| TEXTE CHOISI |

───

L’Algérie miroir du mal français du commerce extérieur ? Comment comprendre que la France, dont la présence est historique en Algérie, voit ses positions commerciales chaque année grignotées par la Chine, l’Italie, l’Allemagne, voire l’Espagne ? En effet, on peut être surpris, car, dans ce pays de commerce courant, les PME françaises sont très actives. En outre, les entreprises algériennes ont tendance à se tourner naturellement vers leurs partenaires français.
L’Algérie, aurait-elle changé ? « Pas du tout, s’insurge Jean-François Pinel, qui préside la Chambre de commerce et d’industrie algéro-française (CCIAF). Notre problème, c’est l’offre. La France devient un pays de services et, en Algérie, les sociétés ne trouvant pas en France de fabricants de biens d’équipement, se tournent vers l’Italie et l’Allemagne ». Pour le président de la compagnie consulaire, le mal français, c’est le manque de diversification de l’offre française. Et d’enfoncer le clou : « si notre gamme de production était assez large, on importerait pas autant ». En tout cas, assure-t-il, « le véritable problème, ce n’est pas l’écosystème » et le millefeuille des opérateurs du commerce extérieur de la France. Selon lui, « Business France est très actif et fait du bon boulot et les Chambres de commerce aussi ». Preuve en est : de 1 500 adhérents en 2016, la CCIAF est ainsi passée à 1 750 et la barre des 2 000 devrait être franchie à la fin de l’année. Jean-Marie Pinel remarque aussi qu’il y a « moins d’aides publiques que par le passé », ce qui, d’après lui, a forcément un impact négatif.

───

| DONNÉES ENREGISTRÉES |
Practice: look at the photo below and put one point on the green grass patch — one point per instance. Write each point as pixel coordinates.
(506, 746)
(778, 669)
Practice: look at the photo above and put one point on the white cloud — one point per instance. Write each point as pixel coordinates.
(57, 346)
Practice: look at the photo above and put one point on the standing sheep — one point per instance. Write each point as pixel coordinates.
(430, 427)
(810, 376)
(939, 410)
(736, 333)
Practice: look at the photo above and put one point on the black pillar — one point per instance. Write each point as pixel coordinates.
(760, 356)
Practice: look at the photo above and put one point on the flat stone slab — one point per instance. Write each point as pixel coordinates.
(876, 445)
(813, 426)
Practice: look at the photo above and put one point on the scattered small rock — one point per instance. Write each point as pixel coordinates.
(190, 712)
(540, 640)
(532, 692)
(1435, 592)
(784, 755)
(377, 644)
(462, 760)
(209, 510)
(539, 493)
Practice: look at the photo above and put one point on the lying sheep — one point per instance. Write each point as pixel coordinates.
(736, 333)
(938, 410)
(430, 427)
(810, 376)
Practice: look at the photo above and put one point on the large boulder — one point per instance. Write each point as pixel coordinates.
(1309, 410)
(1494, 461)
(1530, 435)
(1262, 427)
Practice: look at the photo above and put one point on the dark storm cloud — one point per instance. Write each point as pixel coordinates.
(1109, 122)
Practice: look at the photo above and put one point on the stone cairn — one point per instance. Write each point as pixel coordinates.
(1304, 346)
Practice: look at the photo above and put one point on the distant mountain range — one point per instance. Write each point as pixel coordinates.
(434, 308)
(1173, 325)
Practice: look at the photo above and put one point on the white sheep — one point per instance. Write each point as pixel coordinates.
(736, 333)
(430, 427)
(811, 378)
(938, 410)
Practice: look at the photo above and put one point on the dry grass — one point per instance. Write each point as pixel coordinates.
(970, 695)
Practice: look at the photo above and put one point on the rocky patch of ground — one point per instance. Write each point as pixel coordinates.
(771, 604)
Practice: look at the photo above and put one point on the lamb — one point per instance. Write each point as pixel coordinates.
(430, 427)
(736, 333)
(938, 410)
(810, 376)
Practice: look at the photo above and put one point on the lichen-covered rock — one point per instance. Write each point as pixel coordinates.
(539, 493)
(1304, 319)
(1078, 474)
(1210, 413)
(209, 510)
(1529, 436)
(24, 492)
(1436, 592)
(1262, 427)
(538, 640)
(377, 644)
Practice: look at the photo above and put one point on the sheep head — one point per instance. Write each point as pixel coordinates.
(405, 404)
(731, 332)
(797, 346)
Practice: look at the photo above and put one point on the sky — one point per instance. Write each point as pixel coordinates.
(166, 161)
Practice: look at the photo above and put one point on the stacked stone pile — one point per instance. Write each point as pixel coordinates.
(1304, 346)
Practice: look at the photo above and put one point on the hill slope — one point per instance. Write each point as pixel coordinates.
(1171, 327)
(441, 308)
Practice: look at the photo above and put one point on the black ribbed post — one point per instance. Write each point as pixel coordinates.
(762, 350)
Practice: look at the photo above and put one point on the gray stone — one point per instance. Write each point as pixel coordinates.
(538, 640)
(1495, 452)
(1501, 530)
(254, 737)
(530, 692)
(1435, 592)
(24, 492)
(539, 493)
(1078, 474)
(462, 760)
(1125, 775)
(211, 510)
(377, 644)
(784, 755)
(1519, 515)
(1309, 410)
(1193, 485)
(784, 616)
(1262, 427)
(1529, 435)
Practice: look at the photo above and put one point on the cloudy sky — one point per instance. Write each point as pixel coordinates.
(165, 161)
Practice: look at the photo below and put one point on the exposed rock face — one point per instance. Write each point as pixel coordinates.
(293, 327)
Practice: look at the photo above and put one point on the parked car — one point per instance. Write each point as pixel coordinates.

───

Recopiez à l'identique, s'il vous plaît, tout le passage du texte sur le commerce franco-algérien, depuis « L’Algérie miroir du » jusqu'à « leurs partenaires français. ».

L’Algérie miroir du mal français du commerce extérieur ? Comment comprendre que la France, dont la présence est historique en Algérie, voit ses positions commerciales chaque année grignotées par la Chine, l’Italie, l’Allemagne, voire l’Espagne ? En effet, on peut être surpris, car, dans ce pays de commerce courant, les PME françaises sont très actives. En outre, les entreprises algériennes ont tendance à se tourner naturellement vers leurs partenaires français.